• To be done:
From the primer on the virtue of justice, extract the passage from "The virtue of religion has" to "a daily basis.", word for word.

• Document extract:

A Brief Primer on the Virtue of Justice

Justice, in its most foundational meaning, is “rendering to the other what is his due.” When the “other” is a fellow man or the State, there are three specific parts of justice that pertain: commutative justice, distributive justice, and legal justice, each of which will be explained presently. When the “other” is God, then what directs our action is the virtue of religion, which is simply defined as “rendering to God what is His due.”

The virtue of religion has as its highest expression the cult of sacrifice, by which man renders adoration, thanksgiving, reparation, and petition to God. Whereas the Old Testament required multiple sacrifices which had to be repeated, there is only one sacrifice in the New Law: that of Calvary, which is renewed (not repeated) in an unbloody manner in the Holy Sacrifice of the Mass. Nothing else in our religion is a sacrifice properly so called, but we do have numerous analogously named sacrifices we can “offer up” on a daily basis.

Father John Hardon, whose definitions I will be borrowing throughout this piece, defines Justice this way:

As a virtue, it is the constant and permanent determination to give everyone his or her rightful due. It is a habitual inclination of the will and therefore always recognizes each one’s rights, under any and all circumstances. The rights in question are whatever belongs to a person as an individual who is distinct from the one who practices justice. The essence of justice, then, as compared with charity, consists in the distinction between a person and his or her neighbor; whereas charity is based on the union existing between the one who loves and the person loved so that the practice of charity regards the neighbor as another self.

In my estimation, it was prudent for Father Hardon to contrast justice with charity, as I have myself witnessed people confusing the two, and — worse — thinking that works of charity somehow exempt them from the duties that are proper to justice. By charity, one is always obliged to love one’s neighbor, but one is not always obliged to give him alms. By justice, one is always obliged to pay one’s debts.

There is only one cardinal moral virtue of justice. But, depending on the nature of the relationship of the individual to “the other,” it takes different forms, which are governed by different principles.

When man renders his due to the other as an individual, we call it “commutative justice,” which Father Hardon defines thus:

The virtue that regulates those actions which involve the rights between one individual and another individual. If a person steals another’s money, he or she violates commutative justice. Any violation of commutative justice imposes on the guilty party the duty of restitution, that is, the duty of repairing the harm caused. In fact, strictly speaking, only violations of commutative justice give rise to this duty of restitution.

• Records excerpted from a collection:
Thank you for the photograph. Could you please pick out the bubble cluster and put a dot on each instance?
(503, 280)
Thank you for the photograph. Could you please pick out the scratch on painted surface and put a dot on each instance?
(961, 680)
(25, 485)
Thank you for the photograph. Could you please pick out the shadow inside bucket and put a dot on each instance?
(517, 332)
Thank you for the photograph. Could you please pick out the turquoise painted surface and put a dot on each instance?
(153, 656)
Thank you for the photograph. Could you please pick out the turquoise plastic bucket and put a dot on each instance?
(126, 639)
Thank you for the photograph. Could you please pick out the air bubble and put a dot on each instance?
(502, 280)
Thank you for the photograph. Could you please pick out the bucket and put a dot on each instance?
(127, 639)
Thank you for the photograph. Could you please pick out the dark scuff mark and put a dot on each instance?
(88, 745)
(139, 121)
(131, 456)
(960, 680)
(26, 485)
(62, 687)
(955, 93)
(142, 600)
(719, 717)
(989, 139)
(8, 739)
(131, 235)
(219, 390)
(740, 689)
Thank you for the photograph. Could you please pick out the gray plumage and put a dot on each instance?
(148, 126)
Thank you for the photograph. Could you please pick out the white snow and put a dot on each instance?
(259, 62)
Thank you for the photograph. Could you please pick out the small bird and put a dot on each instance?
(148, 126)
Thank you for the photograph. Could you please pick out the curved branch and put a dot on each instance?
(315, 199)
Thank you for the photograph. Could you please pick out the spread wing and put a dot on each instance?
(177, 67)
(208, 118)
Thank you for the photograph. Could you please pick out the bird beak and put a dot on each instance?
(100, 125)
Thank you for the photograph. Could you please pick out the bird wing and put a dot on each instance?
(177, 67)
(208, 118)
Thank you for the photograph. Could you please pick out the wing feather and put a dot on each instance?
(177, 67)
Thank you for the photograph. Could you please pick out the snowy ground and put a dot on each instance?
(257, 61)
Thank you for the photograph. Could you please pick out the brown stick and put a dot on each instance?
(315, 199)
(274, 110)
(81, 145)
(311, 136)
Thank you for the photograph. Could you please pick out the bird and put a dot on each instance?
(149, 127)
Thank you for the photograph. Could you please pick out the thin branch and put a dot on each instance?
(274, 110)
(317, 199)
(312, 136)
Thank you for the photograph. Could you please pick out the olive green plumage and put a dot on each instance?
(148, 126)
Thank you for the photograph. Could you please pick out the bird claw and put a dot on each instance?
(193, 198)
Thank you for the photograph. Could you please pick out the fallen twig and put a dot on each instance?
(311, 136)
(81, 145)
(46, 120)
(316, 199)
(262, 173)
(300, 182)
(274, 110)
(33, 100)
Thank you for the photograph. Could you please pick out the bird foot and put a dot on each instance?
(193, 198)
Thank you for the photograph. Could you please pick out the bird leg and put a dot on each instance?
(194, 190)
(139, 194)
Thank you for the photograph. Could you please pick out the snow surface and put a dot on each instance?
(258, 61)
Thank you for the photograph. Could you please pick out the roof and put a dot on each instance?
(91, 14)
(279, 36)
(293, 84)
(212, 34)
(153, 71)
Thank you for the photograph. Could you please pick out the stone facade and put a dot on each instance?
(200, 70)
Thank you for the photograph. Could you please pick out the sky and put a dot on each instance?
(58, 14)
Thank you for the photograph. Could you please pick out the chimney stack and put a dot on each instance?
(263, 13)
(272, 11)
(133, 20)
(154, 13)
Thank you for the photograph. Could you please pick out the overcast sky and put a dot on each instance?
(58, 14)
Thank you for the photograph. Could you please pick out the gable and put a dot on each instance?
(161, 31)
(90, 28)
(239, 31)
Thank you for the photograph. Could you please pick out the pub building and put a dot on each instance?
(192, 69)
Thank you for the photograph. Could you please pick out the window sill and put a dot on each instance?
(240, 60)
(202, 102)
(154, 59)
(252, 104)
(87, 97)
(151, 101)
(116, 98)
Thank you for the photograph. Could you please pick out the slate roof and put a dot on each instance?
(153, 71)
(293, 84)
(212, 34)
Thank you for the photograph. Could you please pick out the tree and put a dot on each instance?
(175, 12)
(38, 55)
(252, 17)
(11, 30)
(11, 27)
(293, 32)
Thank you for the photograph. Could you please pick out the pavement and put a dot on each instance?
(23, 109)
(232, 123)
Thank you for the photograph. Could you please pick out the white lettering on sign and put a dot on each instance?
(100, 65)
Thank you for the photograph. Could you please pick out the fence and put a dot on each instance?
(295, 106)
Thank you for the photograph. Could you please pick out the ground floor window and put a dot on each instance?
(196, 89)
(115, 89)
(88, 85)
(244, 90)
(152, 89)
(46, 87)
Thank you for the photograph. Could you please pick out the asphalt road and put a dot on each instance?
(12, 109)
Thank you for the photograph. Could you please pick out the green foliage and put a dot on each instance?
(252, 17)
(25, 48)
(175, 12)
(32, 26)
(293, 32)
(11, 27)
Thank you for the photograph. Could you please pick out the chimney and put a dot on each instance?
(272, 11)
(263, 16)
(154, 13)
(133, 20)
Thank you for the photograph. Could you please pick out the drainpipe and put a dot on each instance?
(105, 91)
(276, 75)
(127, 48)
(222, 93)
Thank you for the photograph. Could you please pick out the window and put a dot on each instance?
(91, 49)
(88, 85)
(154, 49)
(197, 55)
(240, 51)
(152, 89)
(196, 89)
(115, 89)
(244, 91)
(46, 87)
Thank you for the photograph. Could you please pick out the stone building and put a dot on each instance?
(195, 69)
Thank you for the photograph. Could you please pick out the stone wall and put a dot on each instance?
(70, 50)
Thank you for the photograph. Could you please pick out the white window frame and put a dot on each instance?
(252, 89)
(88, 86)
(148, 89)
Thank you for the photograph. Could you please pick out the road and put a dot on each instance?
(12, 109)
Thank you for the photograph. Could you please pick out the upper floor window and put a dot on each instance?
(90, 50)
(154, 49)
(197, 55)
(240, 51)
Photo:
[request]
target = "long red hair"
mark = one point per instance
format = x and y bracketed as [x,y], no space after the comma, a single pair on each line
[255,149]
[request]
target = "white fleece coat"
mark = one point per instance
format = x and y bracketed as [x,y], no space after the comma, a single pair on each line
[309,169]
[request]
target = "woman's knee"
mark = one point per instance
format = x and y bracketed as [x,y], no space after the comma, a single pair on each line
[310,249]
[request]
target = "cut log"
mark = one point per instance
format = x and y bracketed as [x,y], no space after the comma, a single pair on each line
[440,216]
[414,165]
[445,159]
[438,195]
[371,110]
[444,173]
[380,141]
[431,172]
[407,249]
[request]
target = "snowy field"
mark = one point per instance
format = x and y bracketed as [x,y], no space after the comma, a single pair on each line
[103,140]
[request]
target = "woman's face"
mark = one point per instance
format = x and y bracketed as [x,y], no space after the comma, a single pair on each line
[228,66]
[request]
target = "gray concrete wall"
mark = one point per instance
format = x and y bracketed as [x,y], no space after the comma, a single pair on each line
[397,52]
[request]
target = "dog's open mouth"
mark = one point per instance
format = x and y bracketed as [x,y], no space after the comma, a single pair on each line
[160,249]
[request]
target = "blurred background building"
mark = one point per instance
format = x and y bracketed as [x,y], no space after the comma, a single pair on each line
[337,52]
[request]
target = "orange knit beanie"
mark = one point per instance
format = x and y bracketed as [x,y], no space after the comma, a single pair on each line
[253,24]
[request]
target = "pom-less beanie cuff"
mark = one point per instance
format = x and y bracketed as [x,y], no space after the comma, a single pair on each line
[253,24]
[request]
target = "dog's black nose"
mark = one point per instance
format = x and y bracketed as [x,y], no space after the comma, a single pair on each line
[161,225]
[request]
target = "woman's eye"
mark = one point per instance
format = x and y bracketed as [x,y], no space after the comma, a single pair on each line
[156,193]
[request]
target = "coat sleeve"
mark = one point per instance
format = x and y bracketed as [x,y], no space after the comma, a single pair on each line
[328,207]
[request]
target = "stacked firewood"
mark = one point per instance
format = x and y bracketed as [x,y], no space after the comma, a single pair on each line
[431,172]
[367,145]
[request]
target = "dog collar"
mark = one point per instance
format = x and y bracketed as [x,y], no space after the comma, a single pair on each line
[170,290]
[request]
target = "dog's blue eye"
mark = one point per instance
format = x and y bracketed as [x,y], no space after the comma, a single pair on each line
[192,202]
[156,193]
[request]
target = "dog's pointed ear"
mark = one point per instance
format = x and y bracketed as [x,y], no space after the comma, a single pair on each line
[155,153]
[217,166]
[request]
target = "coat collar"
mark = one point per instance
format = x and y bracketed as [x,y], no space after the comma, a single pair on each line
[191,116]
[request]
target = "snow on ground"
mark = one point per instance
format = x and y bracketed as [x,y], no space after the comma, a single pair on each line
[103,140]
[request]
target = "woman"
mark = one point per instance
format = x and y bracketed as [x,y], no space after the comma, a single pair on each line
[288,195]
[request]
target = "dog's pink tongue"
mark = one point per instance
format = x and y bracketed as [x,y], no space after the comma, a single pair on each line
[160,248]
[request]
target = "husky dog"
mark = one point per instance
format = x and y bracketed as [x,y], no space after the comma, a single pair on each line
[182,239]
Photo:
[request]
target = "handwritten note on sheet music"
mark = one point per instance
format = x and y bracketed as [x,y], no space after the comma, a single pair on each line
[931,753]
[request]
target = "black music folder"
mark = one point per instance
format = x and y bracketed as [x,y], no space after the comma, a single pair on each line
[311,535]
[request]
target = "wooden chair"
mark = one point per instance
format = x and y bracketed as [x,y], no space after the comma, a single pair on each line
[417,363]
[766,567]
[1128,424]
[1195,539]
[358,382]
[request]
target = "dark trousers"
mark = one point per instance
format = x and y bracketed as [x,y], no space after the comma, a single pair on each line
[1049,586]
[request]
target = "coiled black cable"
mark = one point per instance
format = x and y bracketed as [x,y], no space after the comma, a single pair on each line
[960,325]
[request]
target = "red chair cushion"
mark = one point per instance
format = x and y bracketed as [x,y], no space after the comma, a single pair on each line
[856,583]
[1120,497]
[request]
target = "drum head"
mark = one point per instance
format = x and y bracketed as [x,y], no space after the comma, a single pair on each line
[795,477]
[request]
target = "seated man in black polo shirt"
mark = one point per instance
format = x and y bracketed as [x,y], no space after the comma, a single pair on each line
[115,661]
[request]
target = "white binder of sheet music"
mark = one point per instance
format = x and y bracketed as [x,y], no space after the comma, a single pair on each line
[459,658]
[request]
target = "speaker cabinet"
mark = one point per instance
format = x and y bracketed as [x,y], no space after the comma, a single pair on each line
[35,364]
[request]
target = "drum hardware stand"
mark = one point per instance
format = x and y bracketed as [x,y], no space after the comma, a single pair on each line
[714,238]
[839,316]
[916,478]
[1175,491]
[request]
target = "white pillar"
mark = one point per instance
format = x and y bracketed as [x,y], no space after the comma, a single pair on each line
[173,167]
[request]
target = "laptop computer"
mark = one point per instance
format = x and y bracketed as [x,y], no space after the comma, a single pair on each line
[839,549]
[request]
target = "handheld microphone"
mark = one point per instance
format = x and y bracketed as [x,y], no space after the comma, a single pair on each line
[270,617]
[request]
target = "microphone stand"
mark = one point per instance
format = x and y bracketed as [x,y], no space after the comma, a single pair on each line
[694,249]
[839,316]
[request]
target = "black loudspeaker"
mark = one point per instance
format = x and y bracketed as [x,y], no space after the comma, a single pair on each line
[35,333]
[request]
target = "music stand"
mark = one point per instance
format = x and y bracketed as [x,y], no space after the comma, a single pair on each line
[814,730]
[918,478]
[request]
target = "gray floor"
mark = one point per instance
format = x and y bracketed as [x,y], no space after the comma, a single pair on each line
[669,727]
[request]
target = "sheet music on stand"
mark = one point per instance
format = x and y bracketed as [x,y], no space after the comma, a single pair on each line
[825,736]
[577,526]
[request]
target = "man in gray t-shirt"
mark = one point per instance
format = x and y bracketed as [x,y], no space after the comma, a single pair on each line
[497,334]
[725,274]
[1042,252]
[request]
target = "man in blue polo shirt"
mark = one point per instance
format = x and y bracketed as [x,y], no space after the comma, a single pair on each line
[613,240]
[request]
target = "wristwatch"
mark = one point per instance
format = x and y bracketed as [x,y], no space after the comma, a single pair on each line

• Solution to this task:
The virtue of religion has as its highest expression the cult of sacrifice, by which man renders adoration, thanksgiving, reparation, and petition to God. Whereas the Old Testament required multiple sacrifices which had to be repeated, there is only one sacrifice in the New Law: that of Calvary, which is renewed (not repeated) in an unbloody manner in the Holy Sacrifice of the Mass. Nothing else in our religion is a sacrifice properly so called, but we do have numerous analogously named sacrifices we can “offer up” on a daily basis.